PROBLEM DESCRIPTION → Find all lines with the word "need" in the material, then copy them.

DATA EXCERPTS →
○ ○ ○ ○

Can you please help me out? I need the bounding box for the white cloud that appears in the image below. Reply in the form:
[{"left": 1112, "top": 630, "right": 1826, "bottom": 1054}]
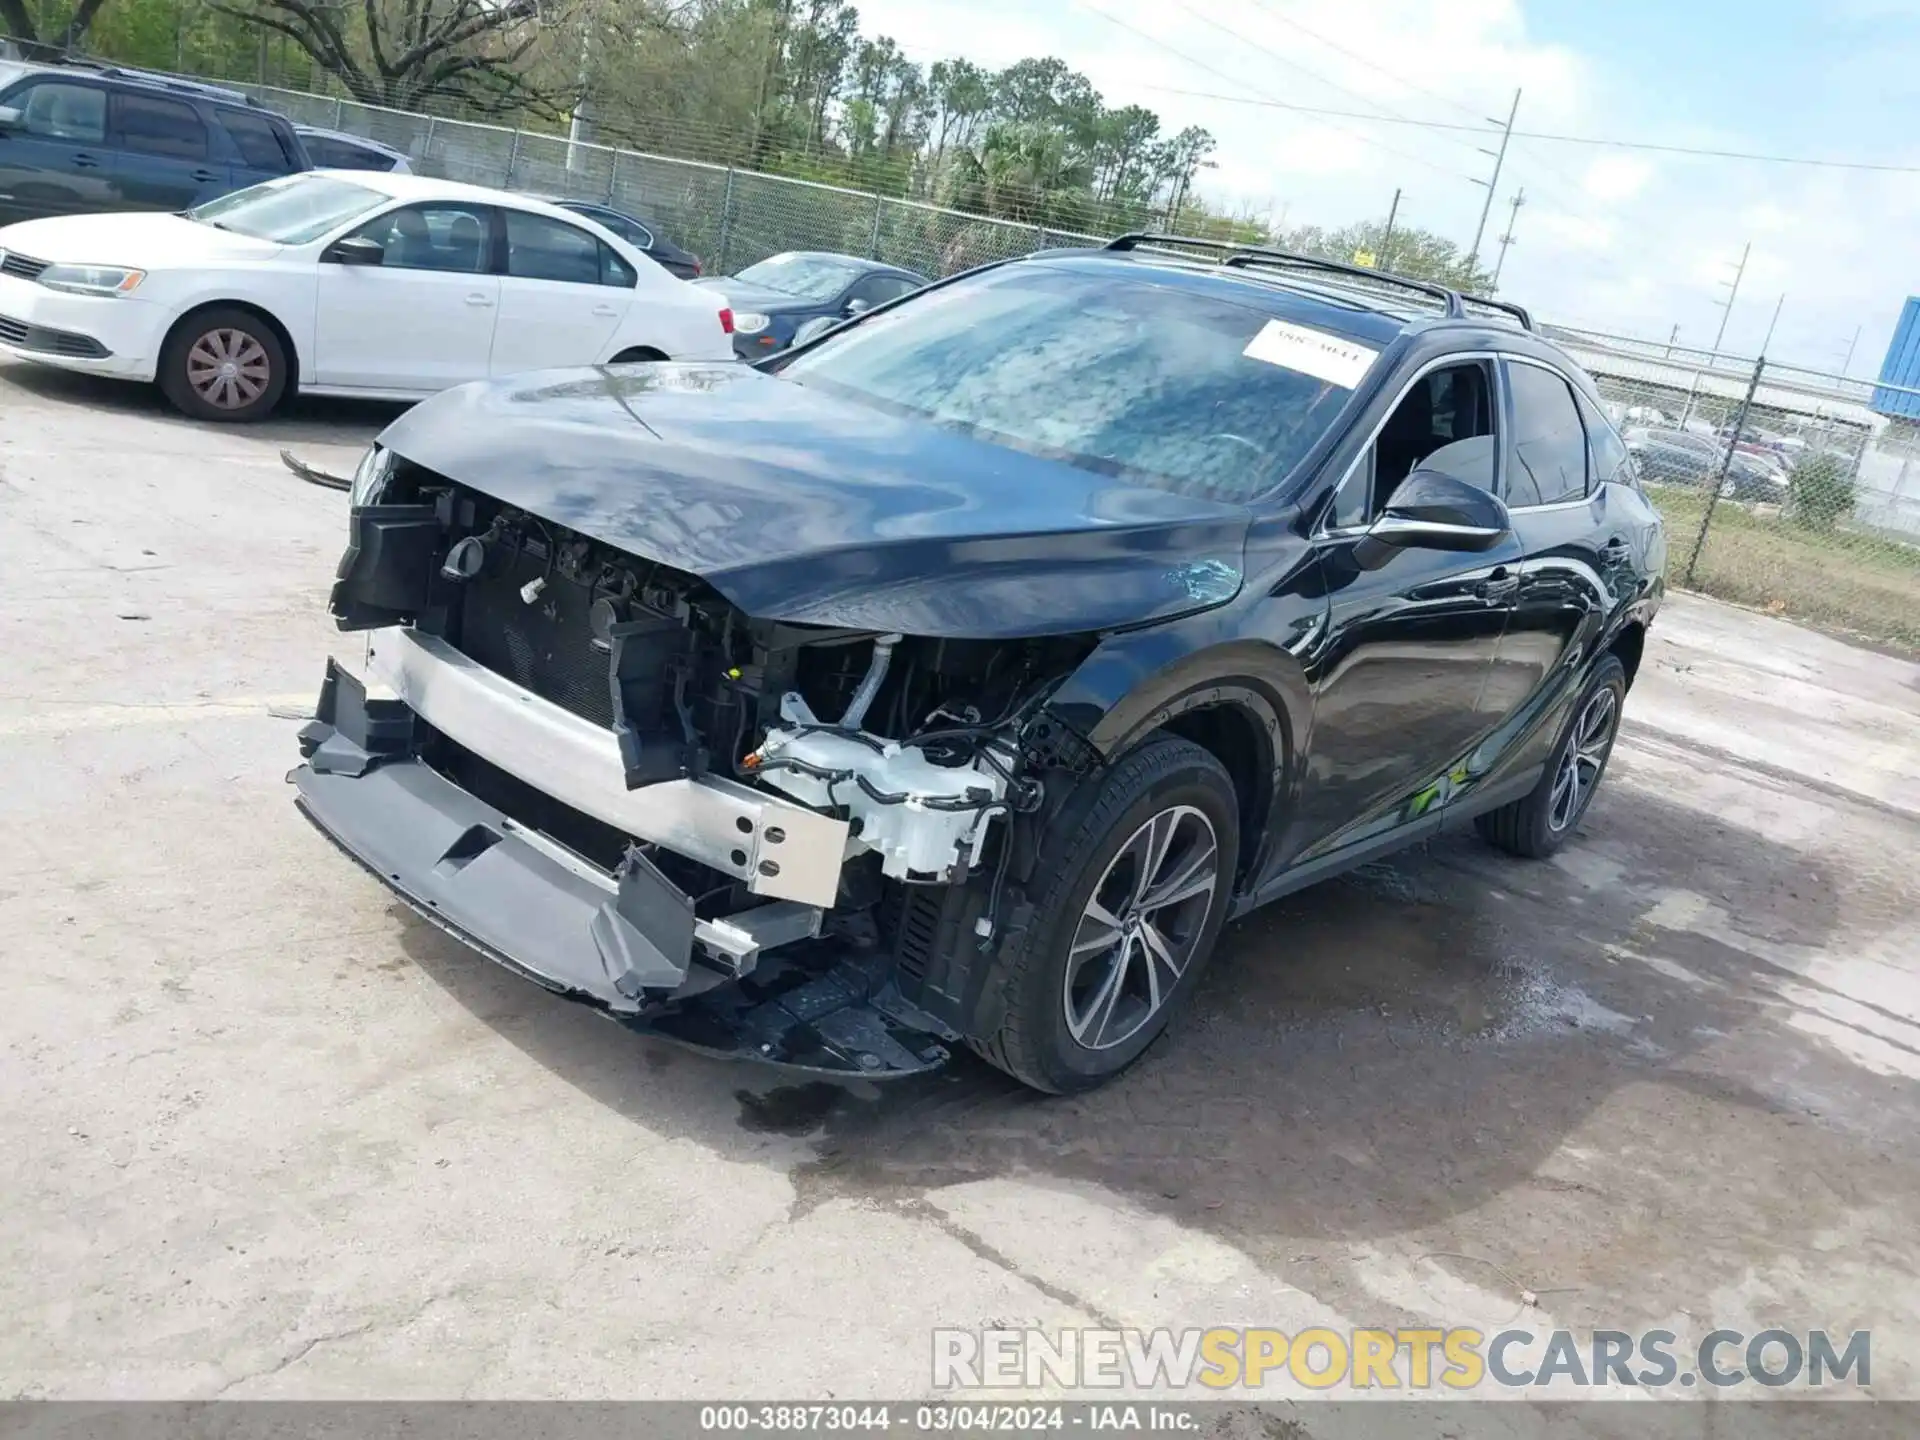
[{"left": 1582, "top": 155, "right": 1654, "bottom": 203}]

○ ○ ○ ○

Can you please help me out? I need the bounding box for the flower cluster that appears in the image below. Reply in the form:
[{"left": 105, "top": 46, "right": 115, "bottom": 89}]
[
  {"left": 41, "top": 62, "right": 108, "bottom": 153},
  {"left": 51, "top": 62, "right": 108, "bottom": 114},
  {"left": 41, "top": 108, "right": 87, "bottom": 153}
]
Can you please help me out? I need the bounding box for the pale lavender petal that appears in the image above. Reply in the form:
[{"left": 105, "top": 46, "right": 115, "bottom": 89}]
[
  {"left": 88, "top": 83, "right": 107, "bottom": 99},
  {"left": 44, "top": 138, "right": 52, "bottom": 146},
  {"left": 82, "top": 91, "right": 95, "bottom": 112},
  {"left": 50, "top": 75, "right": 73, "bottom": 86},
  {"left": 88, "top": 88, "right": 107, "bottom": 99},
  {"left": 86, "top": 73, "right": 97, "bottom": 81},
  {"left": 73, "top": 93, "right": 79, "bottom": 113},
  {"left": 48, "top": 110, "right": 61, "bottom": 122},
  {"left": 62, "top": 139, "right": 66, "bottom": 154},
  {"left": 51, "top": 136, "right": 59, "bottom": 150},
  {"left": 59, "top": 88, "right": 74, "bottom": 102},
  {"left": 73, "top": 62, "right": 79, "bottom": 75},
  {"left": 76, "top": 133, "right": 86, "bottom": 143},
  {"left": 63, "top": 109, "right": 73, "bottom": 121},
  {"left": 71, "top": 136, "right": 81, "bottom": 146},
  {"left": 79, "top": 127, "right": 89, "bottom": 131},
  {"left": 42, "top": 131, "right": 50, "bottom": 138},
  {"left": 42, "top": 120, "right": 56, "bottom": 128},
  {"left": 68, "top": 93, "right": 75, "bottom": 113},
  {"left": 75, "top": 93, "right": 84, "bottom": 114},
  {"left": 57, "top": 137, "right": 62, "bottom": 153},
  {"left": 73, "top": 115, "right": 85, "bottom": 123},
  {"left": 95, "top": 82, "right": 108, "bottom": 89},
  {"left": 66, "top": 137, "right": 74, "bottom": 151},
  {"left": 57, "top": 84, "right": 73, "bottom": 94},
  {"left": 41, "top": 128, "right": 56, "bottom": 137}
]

○ ○ ○ ○

WRITTEN RESPONSE →
Can you please help me out? I need the bounding box for the white cloud that appears in the image below. Reply in the form:
Can you please help me out? I need the bounding box for the flower cluster that appears in the image below. Reply in the form:
Can you please help me out? I need the bounding box for the pale lavender petal that appears in the image above. Reply in the form:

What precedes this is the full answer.